What you should do: An exact copy of the data is required. No picture may appear in it.

Input records:
*** Begin section ***

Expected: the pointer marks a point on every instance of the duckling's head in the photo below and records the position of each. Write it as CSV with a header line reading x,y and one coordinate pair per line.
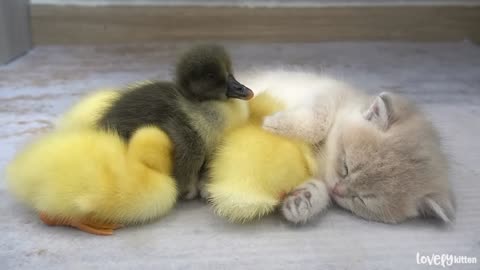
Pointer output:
x,y
205,73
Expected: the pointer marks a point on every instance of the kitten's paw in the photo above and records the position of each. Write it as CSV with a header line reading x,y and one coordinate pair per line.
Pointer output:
x,y
305,202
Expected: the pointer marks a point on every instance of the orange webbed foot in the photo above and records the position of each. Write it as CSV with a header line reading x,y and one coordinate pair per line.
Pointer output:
x,y
86,226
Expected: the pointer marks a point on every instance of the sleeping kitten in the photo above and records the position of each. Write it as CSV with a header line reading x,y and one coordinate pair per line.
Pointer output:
x,y
380,158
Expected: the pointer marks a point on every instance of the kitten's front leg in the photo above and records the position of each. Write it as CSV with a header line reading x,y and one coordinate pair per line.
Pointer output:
x,y
306,201
310,123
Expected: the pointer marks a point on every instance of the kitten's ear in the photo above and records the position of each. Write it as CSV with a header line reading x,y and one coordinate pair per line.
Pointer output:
x,y
380,112
441,207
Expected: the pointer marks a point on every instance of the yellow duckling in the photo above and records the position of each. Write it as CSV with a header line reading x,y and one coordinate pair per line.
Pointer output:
x,y
254,168
93,181
88,174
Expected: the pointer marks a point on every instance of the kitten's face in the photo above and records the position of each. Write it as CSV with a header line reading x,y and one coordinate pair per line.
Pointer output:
x,y
385,163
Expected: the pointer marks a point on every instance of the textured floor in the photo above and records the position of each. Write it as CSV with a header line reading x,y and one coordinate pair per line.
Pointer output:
x,y
444,78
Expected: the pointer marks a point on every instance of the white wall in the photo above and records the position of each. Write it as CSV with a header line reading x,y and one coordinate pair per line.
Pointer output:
x,y
254,3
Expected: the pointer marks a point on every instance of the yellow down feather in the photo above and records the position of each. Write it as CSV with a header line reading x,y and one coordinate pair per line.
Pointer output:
x,y
253,168
78,172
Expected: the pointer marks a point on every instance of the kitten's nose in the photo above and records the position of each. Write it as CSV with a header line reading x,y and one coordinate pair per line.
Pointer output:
x,y
339,190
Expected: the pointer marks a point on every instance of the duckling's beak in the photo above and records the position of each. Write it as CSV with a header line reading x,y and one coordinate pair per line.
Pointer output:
x,y
237,90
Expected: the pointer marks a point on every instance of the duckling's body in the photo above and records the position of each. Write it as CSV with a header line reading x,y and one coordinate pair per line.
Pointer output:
x,y
254,168
193,111
92,180
122,157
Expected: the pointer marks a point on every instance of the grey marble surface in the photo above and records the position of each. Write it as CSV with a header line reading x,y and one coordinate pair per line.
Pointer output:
x,y
443,77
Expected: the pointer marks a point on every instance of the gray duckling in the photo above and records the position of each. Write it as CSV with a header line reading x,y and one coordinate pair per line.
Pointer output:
x,y
204,100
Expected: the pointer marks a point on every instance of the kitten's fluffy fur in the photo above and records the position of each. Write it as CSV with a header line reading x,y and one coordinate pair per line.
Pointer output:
x,y
378,157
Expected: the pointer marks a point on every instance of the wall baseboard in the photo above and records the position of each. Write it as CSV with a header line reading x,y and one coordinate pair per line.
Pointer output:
x,y
141,24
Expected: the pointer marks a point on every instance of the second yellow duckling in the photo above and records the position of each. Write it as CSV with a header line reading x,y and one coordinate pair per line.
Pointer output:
x,y
93,181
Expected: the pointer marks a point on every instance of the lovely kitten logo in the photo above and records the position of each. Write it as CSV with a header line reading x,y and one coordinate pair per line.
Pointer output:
x,y
444,260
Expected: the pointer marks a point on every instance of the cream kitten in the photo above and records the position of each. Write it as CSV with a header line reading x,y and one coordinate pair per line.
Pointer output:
x,y
379,158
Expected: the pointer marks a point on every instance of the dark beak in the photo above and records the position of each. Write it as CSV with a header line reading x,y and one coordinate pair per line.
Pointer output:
x,y
237,90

*** End section ***

Exercise result:
Expected: the pointer marks a point on every instance of the duckling's head in the photo below and records the position of each. Write it as CSV with a header line reading x,y and one coordinate pair per line.
Pointer output:
x,y
205,73
Expected: the pointer marks a point on every instance of the kitten's paw in the photo above and records the position of each. Write it as CSV with a header line reading x,y and one coordinate pair per line.
Pointer output:
x,y
305,202
Expected: the pointer marks a point on every instance of the orange webbed foot in the photo above and records the position of each. Write it as CSV with a header line reading x,y and one coordinate pair per line.
Pointer output:
x,y
86,226
Expected: the pointer marks a point on every instance of the sleeping kitten in the photo above and records the position of each. Write it as CSV with a header line reading x,y and one coordinate pair per line.
Pointer output:
x,y
380,158
Expected: the pointer marks a point on every instance of the kitten's front leg in the photo above and records the position of each. Write it as CSV with a header line reading x,y and one coordinate pair per line.
Pointer output:
x,y
306,201
310,123
Expected: the pointer marks a point on every instance of the kitten's ear in the photo above and records the position of each. Write it as CSV with a header line reading x,y and one coordinate pair per line.
Pointer output:
x,y
380,112
441,207
Expected: the pointer marks a point on every instance of the yellow duckling in the photo above and records the position of each. Write it as CSV with a header line reading x,y and one coordinate pair per line.
Pointer output:
x,y
254,168
93,181
88,174
Expected: the pointer marks a point on every instance of the kitten's face in the photo above and records the position of each. Write it as CSV with a header line reading x,y and one coordinate pair per line.
Pointer output:
x,y
385,163
Expected: the pointer marks a point on every instance of the textured floor in the photo above and records the position of each. Write it as CSV with a header line reading x,y and one coordinate pair per line.
Pointer output:
x,y
444,78
Expected: the pointer marks a point on every instance of the white wall in the photo above and records the position of each. Write it as CSV with a header line reading x,y and one coordinate pair per line.
Pointer output:
x,y
254,3
Expected: the pointer marks a point on every instance of the yellow down feather in the photo above and records the position of each. Write it as CSV with a header line reading x,y and one coordinate pair per line.
Pointer output:
x,y
253,168
78,172
Expected: the pointer marks a point on every instance of the kitten's nose in the photo above and records the position of each. Write it as CSV with a header line reading x,y and one coordinate pair per line.
Pointer output:
x,y
339,190
Expected: the pointer marks a point on every instance of the duckling's beak in the photo above and records the position of each. Write it as CSV with a header line reading x,y and one coordinate pair per line.
Pointer output:
x,y
237,90
Expected: the pointer marks a point on every instance of the duckling's body in the photo above and records the position of each. Write it as CSV with a header line reading x,y and one coordinate pair per line.
Pointer output:
x,y
254,168
193,111
92,180
122,157
Expected: the pointer marks a point on every instance of the grey marble surface in the photo above and records the position of each. Write it as CSV with a header line reading x,y and one coordinate pair per line.
Pointer output:
x,y
443,77
Expected: the pointer marks a point on every instance of the gray duckling in the photo above and records the position of each. Write it as CSV with a header line reading x,y and one coordinate pair per line.
Pointer output:
x,y
204,100
Expected: the pointer marks a point on every instance of the kitten's fluffy fur in the photo above and records the position of each. Write it as CSV with a header line reading x,y and one coordinate pair per line.
Pointer output:
x,y
378,157
Expected: the pointer marks a point on every instance of the wall baseboard in the photo above and records the position of each. Write it as CSV with a header line reading x,y and one coordinate pair per line.
Pointer output:
x,y
141,24
Expected: the pointer marks a point on every instance of the second yellow duckling in the photo above and records the position of each. Write it as CSV with a header line reading x,y and one coordinate pair per line.
Pointer output:
x,y
93,181
Expected: the pointer marks a point on every instance of the lovely kitten logo in the photo above and records the position of each. Write it as CSV with a header line reading x,y and one coordinate pair per line.
Pointer output:
x,y
444,260
Expected: the pointer marks a point on every instance of the cream kitten in the photo above and records the position of each. Write it as CSV with a header line reading x,y and one coordinate pair per line.
Pointer output:
x,y
379,158
Expected: the pointer marks a point on every instance of the dark beak in the photo above and records the position of each. Write it as CSV with a header line reading x,y and one coordinate pair per line.
Pointer output:
x,y
237,90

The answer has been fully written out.